Short exercise: Copy out all of the items below word for word, keeping every line unchanged.

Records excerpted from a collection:
....
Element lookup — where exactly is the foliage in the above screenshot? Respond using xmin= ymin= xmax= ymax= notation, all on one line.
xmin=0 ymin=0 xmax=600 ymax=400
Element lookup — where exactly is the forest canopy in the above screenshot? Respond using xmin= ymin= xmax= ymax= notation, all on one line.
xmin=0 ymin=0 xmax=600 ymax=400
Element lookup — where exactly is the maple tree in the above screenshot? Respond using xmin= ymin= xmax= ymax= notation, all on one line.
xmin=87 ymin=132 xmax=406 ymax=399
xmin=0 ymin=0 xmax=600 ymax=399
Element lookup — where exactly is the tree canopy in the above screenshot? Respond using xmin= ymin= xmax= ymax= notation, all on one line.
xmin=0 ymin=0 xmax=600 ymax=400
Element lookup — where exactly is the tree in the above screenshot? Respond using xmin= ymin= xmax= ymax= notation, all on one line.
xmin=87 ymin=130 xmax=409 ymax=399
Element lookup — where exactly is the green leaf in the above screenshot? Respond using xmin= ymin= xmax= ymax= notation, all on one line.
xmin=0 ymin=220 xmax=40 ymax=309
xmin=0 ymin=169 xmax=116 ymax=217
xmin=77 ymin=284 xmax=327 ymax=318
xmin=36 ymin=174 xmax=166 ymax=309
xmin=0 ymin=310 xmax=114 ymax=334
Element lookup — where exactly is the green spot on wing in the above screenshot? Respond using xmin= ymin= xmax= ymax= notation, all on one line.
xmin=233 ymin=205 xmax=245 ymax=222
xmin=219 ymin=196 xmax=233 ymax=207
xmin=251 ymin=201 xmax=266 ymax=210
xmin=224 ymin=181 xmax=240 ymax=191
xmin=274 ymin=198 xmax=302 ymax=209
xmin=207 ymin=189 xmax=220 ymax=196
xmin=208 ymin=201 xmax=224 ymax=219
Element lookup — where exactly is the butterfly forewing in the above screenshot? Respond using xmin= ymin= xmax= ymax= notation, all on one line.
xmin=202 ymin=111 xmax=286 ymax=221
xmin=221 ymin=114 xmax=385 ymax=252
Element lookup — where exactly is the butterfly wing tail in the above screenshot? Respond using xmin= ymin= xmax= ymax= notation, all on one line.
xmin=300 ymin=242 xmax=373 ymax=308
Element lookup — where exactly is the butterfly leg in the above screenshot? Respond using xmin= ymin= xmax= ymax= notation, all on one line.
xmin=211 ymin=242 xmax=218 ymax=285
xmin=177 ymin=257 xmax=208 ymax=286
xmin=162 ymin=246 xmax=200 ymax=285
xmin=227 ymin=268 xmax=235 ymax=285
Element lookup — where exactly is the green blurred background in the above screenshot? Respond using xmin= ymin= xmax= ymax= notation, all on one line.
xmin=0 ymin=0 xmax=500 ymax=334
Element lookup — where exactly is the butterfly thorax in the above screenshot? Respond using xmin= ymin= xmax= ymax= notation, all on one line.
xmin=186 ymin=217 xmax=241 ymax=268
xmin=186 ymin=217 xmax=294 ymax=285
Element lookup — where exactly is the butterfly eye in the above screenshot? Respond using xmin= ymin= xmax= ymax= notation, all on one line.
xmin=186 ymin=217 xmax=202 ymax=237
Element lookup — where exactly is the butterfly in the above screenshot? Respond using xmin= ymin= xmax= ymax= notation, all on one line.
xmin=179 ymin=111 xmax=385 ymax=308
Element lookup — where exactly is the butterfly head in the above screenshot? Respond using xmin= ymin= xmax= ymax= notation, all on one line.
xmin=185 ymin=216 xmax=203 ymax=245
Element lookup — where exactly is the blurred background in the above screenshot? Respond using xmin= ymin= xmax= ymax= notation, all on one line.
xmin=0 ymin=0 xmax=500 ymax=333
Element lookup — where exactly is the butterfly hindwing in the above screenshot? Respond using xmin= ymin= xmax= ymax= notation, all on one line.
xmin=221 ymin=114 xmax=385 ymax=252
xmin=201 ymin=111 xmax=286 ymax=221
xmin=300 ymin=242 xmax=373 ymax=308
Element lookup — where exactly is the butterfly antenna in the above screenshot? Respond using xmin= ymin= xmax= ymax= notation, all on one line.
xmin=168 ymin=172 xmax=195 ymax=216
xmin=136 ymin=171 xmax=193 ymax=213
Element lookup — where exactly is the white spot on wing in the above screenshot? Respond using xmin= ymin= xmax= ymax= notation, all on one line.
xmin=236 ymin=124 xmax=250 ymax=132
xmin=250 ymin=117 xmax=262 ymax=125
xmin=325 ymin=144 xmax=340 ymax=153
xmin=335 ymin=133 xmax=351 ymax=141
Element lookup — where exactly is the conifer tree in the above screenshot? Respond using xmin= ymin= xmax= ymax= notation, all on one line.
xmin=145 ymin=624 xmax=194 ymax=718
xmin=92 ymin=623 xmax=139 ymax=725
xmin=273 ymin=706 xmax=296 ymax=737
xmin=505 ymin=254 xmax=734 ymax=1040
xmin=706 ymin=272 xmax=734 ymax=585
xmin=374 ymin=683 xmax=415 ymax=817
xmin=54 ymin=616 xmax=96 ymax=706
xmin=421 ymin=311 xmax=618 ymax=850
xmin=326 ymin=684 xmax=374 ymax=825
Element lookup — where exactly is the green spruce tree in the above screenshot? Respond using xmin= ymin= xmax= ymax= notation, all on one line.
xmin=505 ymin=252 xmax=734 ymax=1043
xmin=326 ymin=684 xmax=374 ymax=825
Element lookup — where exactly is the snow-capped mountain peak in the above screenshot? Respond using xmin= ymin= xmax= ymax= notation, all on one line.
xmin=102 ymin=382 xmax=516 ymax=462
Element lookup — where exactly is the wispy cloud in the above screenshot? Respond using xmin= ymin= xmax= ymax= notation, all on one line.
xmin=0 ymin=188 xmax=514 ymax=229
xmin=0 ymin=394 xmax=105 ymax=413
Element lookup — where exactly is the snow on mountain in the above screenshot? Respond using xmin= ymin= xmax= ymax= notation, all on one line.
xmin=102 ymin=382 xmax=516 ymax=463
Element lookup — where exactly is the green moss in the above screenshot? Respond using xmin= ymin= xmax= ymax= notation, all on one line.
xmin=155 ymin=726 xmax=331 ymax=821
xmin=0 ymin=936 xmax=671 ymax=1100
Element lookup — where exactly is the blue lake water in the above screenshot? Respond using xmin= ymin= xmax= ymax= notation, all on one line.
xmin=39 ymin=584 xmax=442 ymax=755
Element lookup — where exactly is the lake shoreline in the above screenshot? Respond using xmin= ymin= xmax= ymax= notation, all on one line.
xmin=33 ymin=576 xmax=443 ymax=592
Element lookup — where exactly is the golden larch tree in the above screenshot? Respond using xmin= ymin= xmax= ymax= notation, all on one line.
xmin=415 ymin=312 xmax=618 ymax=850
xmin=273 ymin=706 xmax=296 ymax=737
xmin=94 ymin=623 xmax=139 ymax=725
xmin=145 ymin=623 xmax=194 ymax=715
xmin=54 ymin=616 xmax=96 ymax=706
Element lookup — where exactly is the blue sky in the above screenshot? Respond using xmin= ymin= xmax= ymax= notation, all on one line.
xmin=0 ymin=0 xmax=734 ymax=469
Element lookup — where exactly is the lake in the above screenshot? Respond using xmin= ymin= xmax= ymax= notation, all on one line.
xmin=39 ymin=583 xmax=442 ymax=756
....
Output:
Element lookup — where exactly is the foliage in the above screenshot? Respond using xmin= ymin= xmax= ymax= notation, all on one line.
xmin=0 ymin=0 xmax=600 ymax=400
Element lookup — where exactly is the forest canopy in the above screenshot? Respond using xmin= ymin= xmax= ymax= notation, all on one line.
xmin=0 ymin=0 xmax=600 ymax=400
Element lookup — where exactly is the maple tree in the above screenshot? Respond using xmin= ymin= xmax= ymax= notation, all on one line.
xmin=87 ymin=132 xmax=406 ymax=399
xmin=0 ymin=0 xmax=600 ymax=399
Element lookup — where exactly is the tree canopy in the above screenshot? Respond using xmin= ymin= xmax= ymax= notation, all on one line.
xmin=0 ymin=0 xmax=600 ymax=400
Element lookup — where exactly is the tree in the above screenshot? Respond using xmin= ymin= xmax= ymax= notation, all on one line.
xmin=87 ymin=130 xmax=409 ymax=399
Element lookup — where exactly is the green leaf in the above screenshot? Respond using xmin= ymin= xmax= ymax= notation, all on one line.
xmin=0 ymin=220 xmax=40 ymax=309
xmin=0 ymin=169 xmax=116 ymax=217
xmin=77 ymin=284 xmax=327 ymax=318
xmin=36 ymin=174 xmax=166 ymax=309
xmin=0 ymin=310 xmax=114 ymax=334
Element lookup — where exactly is the green spot on wing in the above screenshot? Respond using xmin= ymin= xmax= ymax= notation, all on one line.
xmin=233 ymin=205 xmax=245 ymax=222
xmin=219 ymin=196 xmax=233 ymax=207
xmin=251 ymin=201 xmax=266 ymax=210
xmin=224 ymin=181 xmax=240 ymax=191
xmin=274 ymin=198 xmax=302 ymax=209
xmin=207 ymin=189 xmax=220 ymax=196
xmin=208 ymin=201 xmax=224 ymax=219
Element lookup — where exactly is the butterfly forewing in the above screenshot? Respond using xmin= ymin= xmax= ymax= notation, all on one line.
xmin=202 ymin=111 xmax=286 ymax=221
xmin=221 ymin=114 xmax=385 ymax=252
Element lookup — where exactly is the butterfly wing tail in the above screenshot? Respond using xmin= ymin= xmax= ymax= notation, all on one line.
xmin=300 ymin=242 xmax=373 ymax=308
Element lookup — where exactly is the butterfly leg in the above screenshot? Respond using xmin= ymin= xmax= ymax= notation, all on one line.
xmin=211 ymin=242 xmax=218 ymax=285
xmin=177 ymin=257 xmax=208 ymax=286
xmin=162 ymin=246 xmax=200 ymax=285
xmin=227 ymin=268 xmax=235 ymax=285
Element lookup — where exactly is the green blurred background in the above screenshot? Respond using xmin= ymin= xmax= ymax= notation, all on one line.
xmin=0 ymin=0 xmax=500 ymax=334
Element lookup — where exactly is the butterfly thorax in the above screenshot? Respond using xmin= ymin= xmax= ymax= notation, all on one line.
xmin=186 ymin=217 xmax=241 ymax=268
xmin=186 ymin=217 xmax=294 ymax=285
Element lookup — where exactly is the butterfly eye in the above screenshot? Respond using xmin= ymin= xmax= ymax= notation, all on one line.
xmin=186 ymin=217 xmax=202 ymax=237
Element lookup — where exactly is the butterfly in the above screenshot? Respond using xmin= ymin= xmax= ymax= notation, all on one line.
xmin=179 ymin=111 xmax=385 ymax=308
Element lookup — where exactly is the butterfly head in the above screenshot? Respond using xmin= ymin= xmax= ymax= notation, all on one line.
xmin=185 ymin=216 xmax=203 ymax=245
Element lookup — where exactly is the blurred background in the above screenshot? Respond using xmin= ymin= xmax= ymax= notation, all on one line.
xmin=0 ymin=0 xmax=500 ymax=333
Element lookup — where exactly is the butterfly hindwing in the above screenshot? Respond using xmin= ymin= xmax= ymax= notation, all on one line.
xmin=221 ymin=114 xmax=385 ymax=252
xmin=201 ymin=111 xmax=286 ymax=221
xmin=300 ymin=242 xmax=373 ymax=308
Element lookup — where exactly is the butterfly antenna in the above screenshot? Respond using xmin= ymin= xmax= ymax= notation, all on one line.
xmin=168 ymin=172 xmax=195 ymax=216
xmin=136 ymin=171 xmax=193 ymax=213
Element lookup — where exactly is the white spot on wing in the above screenshot? Respond using xmin= ymin= xmax= ymax= notation, all on one line.
xmin=236 ymin=124 xmax=250 ymax=132
xmin=250 ymin=117 xmax=262 ymax=125
xmin=325 ymin=144 xmax=340 ymax=153
xmin=335 ymin=133 xmax=351 ymax=141
Element lookup — where exactly is the conifer tree in the above screenshot? Respond using xmin= ymin= xmax= ymax= notation, all on one line.
xmin=145 ymin=624 xmax=194 ymax=718
xmin=92 ymin=623 xmax=139 ymax=725
xmin=273 ymin=706 xmax=296 ymax=737
xmin=505 ymin=254 xmax=734 ymax=1040
xmin=706 ymin=272 xmax=734 ymax=585
xmin=374 ymin=683 xmax=415 ymax=817
xmin=54 ymin=616 xmax=96 ymax=706
xmin=421 ymin=311 xmax=618 ymax=850
xmin=326 ymin=684 xmax=374 ymax=825
Element lookup — where exactly is the green spruce tree in the above screenshot? Respond using xmin= ymin= xmax= ymax= notation, all on one line.
xmin=505 ymin=252 xmax=734 ymax=1043
xmin=326 ymin=684 xmax=374 ymax=825
Element lookup — where exactly is the snow-capped mountain peak in the above screenshot? Respond using xmin= ymin= xmax= ymax= notation, all on one line.
xmin=102 ymin=382 xmax=516 ymax=462
Element lookup — where exactly is the wispy cloud in the above screenshot? Respond using xmin= ymin= xmax= ymax= notation, all on one line.
xmin=0 ymin=188 xmax=514 ymax=229
xmin=0 ymin=394 xmax=105 ymax=413
Element lookup — where exactly is the snow on mountain in the above screenshot? Respond using xmin= ymin= xmax= ymax= notation, all on one line.
xmin=102 ymin=382 xmax=516 ymax=463
Element lookup — where exactly is the green moss in the above screenshot? Respond using xmin= ymin= xmax= ymax= notation, all on one line.
xmin=155 ymin=726 xmax=331 ymax=821
xmin=0 ymin=936 xmax=671 ymax=1100
Element lookup — where exactly is the blue lake water in the above screenshot? Respond using xmin= ymin= xmax= ymax= notation, all on one line.
xmin=39 ymin=584 xmax=442 ymax=755
Element lookup — where exactly is the lake shoreline in the above screenshot? Respond using xmin= ymin= xmax= ymax= notation, all on one line.
xmin=33 ymin=576 xmax=443 ymax=592
Element lookup — where exactly is the golden larch tree in the above screenshot? Respond using xmin= ymin= xmax= ymax= notation, all on one line.
xmin=415 ymin=312 xmax=618 ymax=850
xmin=273 ymin=706 xmax=296 ymax=737
xmin=94 ymin=623 xmax=139 ymax=725
xmin=145 ymin=623 xmax=194 ymax=715
xmin=54 ymin=616 xmax=96 ymax=706
Element lookup — where exactly is the blue sky in the above screenshot? Respond using xmin= ymin= xmax= ymax= notation, all on one line.
xmin=0 ymin=0 xmax=734 ymax=469
Element lookup — where exactly is the lake in the above screenshot? Respond using xmin= ymin= xmax= ymax= notation, all on one line.
xmin=39 ymin=583 xmax=442 ymax=756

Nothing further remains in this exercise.